▶ WHAT YOU WILL DO: Pull every line containing "array" from the data.

SUPPLIED RECORDS: Begin

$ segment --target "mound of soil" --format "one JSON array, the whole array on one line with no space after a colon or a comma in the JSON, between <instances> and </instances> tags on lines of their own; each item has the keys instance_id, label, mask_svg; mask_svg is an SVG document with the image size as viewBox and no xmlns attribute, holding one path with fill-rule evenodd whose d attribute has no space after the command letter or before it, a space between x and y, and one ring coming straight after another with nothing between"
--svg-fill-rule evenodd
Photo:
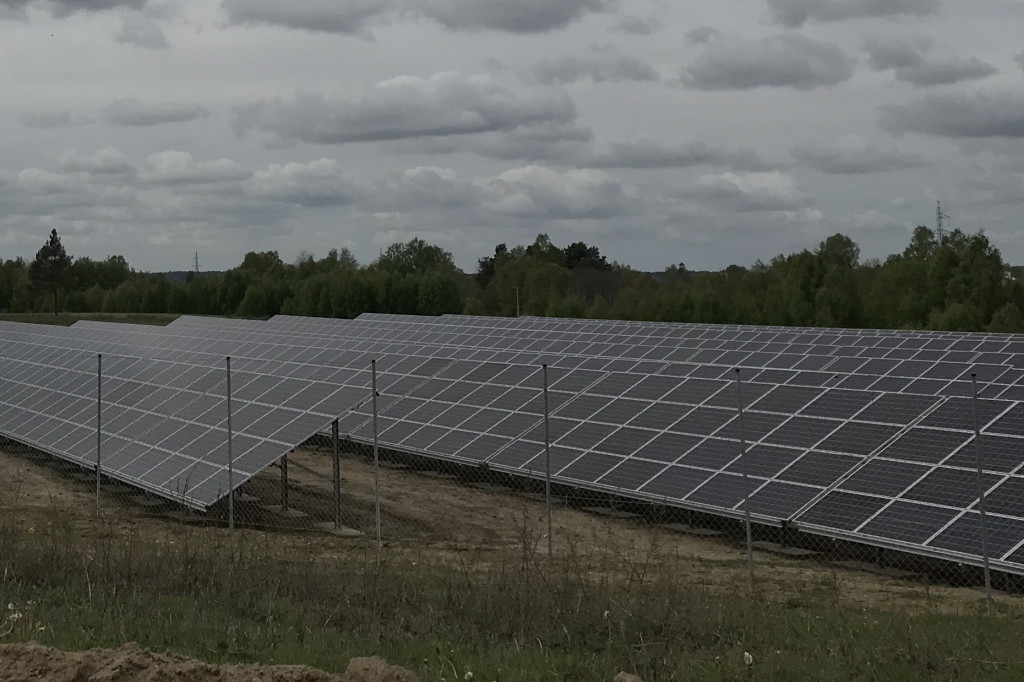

SUPPLIED RECORDS: End
SUPPLIED RECORDS: Begin

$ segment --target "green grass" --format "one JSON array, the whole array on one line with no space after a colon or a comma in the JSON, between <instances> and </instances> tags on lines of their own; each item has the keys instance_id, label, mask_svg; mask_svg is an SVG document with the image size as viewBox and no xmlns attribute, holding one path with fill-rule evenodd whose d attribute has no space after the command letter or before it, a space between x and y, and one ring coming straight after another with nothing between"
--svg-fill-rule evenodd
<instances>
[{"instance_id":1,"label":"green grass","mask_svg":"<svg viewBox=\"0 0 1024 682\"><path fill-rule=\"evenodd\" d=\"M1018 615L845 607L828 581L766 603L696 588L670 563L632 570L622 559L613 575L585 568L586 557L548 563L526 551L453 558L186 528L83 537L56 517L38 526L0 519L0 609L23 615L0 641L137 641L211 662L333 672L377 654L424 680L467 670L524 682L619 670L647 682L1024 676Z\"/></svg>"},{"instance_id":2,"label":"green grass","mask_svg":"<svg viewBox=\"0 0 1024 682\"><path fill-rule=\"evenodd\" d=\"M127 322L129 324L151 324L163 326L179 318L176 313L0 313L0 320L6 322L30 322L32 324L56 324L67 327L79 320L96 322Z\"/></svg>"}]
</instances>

SUPPLIED RECORDS: End
SUPPLIED RECORDS: Begin

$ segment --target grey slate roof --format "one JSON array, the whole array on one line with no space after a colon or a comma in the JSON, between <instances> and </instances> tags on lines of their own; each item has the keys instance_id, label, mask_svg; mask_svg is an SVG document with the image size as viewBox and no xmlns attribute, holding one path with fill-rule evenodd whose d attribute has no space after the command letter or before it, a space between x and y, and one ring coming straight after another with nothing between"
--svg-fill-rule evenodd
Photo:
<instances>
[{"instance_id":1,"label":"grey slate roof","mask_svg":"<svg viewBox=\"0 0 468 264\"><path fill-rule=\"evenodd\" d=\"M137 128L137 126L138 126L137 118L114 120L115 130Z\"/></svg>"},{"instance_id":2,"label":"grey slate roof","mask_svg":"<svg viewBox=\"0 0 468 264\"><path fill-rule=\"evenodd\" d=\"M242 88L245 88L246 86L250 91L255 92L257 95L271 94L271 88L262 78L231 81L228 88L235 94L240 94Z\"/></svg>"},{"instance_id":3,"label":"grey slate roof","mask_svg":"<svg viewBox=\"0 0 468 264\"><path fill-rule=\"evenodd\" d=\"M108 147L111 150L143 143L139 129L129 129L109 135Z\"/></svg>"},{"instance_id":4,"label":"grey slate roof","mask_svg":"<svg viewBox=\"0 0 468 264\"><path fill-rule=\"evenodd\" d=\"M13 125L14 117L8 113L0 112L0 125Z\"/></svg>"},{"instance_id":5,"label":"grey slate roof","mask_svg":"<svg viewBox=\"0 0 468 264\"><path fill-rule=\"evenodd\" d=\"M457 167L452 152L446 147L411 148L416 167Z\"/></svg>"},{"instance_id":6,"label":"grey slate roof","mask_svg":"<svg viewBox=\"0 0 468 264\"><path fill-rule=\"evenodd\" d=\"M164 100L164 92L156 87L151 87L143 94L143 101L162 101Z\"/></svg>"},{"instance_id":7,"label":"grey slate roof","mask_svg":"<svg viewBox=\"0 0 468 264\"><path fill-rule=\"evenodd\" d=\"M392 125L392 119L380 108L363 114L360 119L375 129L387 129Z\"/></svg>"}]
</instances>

SUPPLIED RECORDS: End

▶ RESPONSE FOR THIS EXERCISE:
$ segment --target "mound of soil" --format "one JSON array, the whole array on one line with no space after a colon or a comma in the JSON, between <instances> and </instances> tags on lines of their own; each item has the keys instance_id, label, mask_svg; mask_svg is an SVG document with the image size as viewBox and no xmlns attribute, holding one path with fill-rule evenodd whose d attribute has no space after the command letter or before it, a space between x and y, and one ring coming straight after another with nothing between"
$ segment --target "green grass" --format "one JSON array, the whole array on one line with no space after a colon or a comma in the JSON, between <instances> and </instances> tags on lines of their own; each item has the keys instance_id, label, mask_svg; mask_svg is an SVG document with the image size as viewBox and no xmlns attribute, holding one path with fill-rule evenodd whose d attribute has no space after the command letter or before it, a space between x and y, and one ring coming straight after another with nothing between"
$ segment --target grey slate roof --format "one JSON array, the whole array on one line with no space after a colon or a comma in the JSON, between <instances> and </instances> tags on lines of their own; each item has the keys instance_id, label, mask_svg; mask_svg is an SVG document with the image size as viewBox and no xmlns attribute, holding one path with fill-rule evenodd whose d attribute has no space after the command letter or before it, a space between x and y, and one ring coming straight after another with nothing between"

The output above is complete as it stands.